# What is being asked:
Extend the article on security plans for the 2014 Sochi Winter Olympics from the point where it stops.

# Page extract:
########################################

Thursday, January 30th, 2014

The 2014 Winter Olympics in Sochi are almost upon us, and it’s safe to say that the overwhelming feeling for outsiders is one of trepidation. That the Winter Games will take place in an area usually designated geographically as “sub-tropical” is but humorous; that they will be located within a region where Russia has been struggling since the fall of the Soviet Union with violent local independence movements is a much more serious proposition. And the violent groups that will want to disrupt the Olympics were clever in sowing such fear by their twin attacks around Christmas in the near-by (by Russian standards) city of Volgograd, which killed a combined total of 34 people.

The Dutch are no slouches when it comes to winter sports, so there will be a sizeable contingent from the Netherlands at the Sochi games, together with an official visit by King Willem Alexander and Queen Máxima, Premier Mark Rutte and other high officials. Will those representatives be safe there? The newspaper Trouw tries to set its readers’ fears at ease today with an article entitled The Netherlands will keep a close eye on Sochi security.

The author (uncredited; from the Dutch press agency ANP) hardly aids his/her own cause with a column-heading that reads “Possible attacks.” Still, what’s notable here is not what the Netherlands is doing, but the listing of some of the security provisions some other nations will be taking.

  • The Americans: They have posted two Navy ships just offshore in the Black Sea – the better to start evacuating American citizens should things start to go haywire onshore.
  • The French: They are actually sending special anti-terror police along to guard their athletes. And not just one variety, but two: the GIGN, “specialized in ending hostage situations” (OK, that’s a relief), and the RAID*, “an elite corps of the national police.”

########################################

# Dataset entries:

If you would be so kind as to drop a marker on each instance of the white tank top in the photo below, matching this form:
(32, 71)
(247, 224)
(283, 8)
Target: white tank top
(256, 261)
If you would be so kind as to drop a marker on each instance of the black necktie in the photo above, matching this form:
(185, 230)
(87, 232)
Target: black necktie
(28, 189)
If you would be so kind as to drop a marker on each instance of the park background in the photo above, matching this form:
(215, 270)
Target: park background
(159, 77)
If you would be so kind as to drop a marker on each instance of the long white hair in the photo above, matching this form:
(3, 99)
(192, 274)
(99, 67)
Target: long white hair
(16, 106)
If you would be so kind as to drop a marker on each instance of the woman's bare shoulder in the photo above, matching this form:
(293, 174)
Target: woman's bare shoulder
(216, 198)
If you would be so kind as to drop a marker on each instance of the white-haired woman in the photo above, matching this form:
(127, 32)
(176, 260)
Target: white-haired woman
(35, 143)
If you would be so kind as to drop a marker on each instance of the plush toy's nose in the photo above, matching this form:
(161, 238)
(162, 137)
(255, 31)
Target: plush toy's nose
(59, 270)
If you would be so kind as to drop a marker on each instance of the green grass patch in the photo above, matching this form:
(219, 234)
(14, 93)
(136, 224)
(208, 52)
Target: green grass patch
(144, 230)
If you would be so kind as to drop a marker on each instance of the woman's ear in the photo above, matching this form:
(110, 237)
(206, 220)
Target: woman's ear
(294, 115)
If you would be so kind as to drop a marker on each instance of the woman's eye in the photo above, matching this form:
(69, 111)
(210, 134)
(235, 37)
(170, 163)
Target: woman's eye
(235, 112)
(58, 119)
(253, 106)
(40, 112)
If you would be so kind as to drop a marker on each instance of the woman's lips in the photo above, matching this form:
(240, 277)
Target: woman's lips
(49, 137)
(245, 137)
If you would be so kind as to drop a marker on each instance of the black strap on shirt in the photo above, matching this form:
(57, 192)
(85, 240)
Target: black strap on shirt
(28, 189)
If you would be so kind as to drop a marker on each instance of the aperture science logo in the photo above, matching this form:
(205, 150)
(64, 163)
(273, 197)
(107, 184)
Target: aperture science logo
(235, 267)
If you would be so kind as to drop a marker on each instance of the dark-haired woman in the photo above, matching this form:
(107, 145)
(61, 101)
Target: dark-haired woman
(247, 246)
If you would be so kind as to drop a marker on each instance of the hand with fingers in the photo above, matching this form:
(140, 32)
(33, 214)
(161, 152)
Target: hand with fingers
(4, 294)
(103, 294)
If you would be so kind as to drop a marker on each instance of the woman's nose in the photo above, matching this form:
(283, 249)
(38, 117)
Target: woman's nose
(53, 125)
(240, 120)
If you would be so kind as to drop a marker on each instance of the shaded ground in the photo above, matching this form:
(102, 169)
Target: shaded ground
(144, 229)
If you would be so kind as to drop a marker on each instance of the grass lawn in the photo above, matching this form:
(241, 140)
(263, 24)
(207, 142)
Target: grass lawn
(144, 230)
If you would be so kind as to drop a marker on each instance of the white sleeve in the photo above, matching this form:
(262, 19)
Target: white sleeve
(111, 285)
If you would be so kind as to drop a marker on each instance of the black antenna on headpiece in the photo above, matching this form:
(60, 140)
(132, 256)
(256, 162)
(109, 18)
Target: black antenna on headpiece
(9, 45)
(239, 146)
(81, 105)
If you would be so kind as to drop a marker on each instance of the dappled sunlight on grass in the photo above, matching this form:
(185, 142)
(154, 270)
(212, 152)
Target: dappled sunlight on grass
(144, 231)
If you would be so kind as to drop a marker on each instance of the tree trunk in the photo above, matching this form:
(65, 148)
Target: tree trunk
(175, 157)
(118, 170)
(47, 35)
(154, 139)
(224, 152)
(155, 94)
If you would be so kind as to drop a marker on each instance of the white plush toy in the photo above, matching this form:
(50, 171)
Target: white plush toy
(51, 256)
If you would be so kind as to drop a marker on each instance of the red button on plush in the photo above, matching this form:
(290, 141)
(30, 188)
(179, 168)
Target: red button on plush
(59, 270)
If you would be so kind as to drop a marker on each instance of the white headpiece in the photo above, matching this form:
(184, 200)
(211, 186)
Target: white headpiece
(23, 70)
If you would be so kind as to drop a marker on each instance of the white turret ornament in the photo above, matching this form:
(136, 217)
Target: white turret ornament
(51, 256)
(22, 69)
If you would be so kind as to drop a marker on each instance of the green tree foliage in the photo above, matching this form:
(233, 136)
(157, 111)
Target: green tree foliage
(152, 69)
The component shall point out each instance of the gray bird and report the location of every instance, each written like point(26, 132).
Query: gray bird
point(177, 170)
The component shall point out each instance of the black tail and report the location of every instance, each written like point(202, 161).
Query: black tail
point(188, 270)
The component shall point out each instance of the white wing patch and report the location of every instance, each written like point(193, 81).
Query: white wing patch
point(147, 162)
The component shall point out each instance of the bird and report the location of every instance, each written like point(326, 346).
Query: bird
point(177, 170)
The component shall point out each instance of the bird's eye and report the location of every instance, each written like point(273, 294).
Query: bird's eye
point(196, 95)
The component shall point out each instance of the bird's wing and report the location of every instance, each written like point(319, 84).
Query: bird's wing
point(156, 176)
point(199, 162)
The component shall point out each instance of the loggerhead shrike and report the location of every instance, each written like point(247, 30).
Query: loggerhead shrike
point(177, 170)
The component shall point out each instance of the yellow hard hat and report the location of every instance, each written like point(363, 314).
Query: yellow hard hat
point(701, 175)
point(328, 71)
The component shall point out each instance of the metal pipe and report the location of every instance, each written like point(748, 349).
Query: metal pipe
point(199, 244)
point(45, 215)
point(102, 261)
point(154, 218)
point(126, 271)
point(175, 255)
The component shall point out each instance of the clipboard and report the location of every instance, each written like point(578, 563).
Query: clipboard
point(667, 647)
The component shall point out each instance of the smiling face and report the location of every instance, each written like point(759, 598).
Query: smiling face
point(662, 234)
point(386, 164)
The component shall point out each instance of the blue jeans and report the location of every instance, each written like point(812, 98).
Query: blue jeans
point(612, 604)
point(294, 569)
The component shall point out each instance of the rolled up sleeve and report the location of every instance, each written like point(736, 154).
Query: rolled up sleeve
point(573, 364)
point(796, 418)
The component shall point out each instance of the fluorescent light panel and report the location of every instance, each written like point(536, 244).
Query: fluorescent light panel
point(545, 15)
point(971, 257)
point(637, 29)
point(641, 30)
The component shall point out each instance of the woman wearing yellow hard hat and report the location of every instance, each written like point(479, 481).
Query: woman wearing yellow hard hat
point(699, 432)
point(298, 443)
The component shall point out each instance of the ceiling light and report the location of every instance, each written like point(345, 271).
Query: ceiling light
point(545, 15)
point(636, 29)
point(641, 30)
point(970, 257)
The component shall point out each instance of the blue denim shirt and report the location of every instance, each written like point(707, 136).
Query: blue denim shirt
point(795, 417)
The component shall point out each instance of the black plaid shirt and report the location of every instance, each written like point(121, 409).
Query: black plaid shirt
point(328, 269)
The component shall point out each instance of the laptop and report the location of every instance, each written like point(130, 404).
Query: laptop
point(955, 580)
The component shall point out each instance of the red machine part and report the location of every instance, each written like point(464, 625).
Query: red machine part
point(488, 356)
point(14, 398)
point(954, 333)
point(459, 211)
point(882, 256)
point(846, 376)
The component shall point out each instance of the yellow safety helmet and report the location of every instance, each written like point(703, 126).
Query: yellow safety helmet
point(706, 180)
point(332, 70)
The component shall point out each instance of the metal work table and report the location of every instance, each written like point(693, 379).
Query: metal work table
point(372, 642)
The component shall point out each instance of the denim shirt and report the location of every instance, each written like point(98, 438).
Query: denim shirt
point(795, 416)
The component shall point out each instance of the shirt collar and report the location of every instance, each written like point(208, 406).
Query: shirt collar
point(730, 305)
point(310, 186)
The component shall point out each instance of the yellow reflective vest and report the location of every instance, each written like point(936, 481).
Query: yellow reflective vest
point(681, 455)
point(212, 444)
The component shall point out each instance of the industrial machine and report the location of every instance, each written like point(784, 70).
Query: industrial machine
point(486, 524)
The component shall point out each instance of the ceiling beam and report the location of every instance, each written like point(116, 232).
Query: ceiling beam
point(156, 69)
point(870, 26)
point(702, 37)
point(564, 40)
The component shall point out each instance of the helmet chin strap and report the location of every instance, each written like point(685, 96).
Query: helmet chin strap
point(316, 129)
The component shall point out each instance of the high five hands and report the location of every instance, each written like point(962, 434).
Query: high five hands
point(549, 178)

########################################

# Task answer:
Sadly, once you read about those steps the Americans and French are taking, the corresponding Dutch measures cannot help but strike you as rather inadequate. They include an official warning from the Ministry of Foreign Affairs that everyone needs to be careful:

. . . it turns out that possible attacks in Russia, above all in city centers and South Russia, must be taken into account. You are advised when traveling in Russia to be extra-vigilant, above all at locations such as bus- and train stations, airfields or when traveling with public transport.

Oh, and if you do get into trouble, the Dutch Embassy will be open 24/7! Of course, that is way off in Moscow; but there will also be a “consular window” available at the Holland Heineken House there in Sochi.

Don’t worry, it goes on, “[c]alamity plans have been coordinated and scenarios worked out.” So if there is violence at the Winter Olympics, the Dutch government will at least be able rather easily to imagine what is happening!

The point? Is it that the Netherlands – and every other country sending substantial numbers of its athletes to the Games, for that matter – should emulate French or American practice and send along, in effect, para-military bodyguards? No, it’s that things have reached the point – resulting from the ill-considered (and almost certainly corrupt) decision to put the 2014 Winter Games here in the first place – that such worries are arising at all.

* A brilliant acronym, you’ll surely agree! It actually stands for Recherche, d’Assistance, d’Intervention et de Dissuasion – Investigation, Assistance, Intervention and Dissuasion.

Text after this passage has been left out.